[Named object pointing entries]
-------
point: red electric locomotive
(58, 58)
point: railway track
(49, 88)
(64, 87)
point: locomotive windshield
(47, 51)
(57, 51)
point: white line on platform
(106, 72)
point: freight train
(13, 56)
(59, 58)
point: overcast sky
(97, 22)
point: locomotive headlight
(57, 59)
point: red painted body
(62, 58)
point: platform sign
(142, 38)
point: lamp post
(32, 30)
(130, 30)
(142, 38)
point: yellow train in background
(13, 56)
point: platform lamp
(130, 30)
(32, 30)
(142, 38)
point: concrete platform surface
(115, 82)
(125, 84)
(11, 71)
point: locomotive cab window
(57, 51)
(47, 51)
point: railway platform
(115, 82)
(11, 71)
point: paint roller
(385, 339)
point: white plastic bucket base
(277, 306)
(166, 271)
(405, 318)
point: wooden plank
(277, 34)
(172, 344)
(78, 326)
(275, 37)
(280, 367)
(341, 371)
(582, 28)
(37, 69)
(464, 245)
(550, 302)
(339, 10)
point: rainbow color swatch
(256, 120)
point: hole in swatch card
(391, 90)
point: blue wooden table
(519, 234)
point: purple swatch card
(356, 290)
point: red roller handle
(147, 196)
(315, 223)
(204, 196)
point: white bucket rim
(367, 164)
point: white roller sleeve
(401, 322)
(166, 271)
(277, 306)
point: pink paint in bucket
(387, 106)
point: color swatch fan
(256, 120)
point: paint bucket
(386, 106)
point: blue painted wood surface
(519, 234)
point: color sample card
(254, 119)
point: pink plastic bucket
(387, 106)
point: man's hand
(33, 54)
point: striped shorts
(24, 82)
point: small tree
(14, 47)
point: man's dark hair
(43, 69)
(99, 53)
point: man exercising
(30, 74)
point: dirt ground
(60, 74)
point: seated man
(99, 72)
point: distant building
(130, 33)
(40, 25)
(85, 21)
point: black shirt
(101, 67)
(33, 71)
-------
• **AIM OF THE EXERCISE**
Copy the lines of the entries exactly, starting with the line that contains "point: color sample card" and continuing down through the end of the entries.

• **SOLUTION BELOW**
point: color sample card
(254, 119)
point: pink plastic bucket
(387, 106)
point: man's hand
(33, 54)
point: striped shorts
(24, 82)
point: small tree
(14, 47)
point: man's dark hair
(43, 69)
(99, 53)
point: man exercising
(30, 74)
point: dirt ground
(60, 74)
point: seated man
(99, 72)
point: distant building
(130, 33)
(40, 25)
(85, 21)
point: black shirt
(101, 67)
(33, 71)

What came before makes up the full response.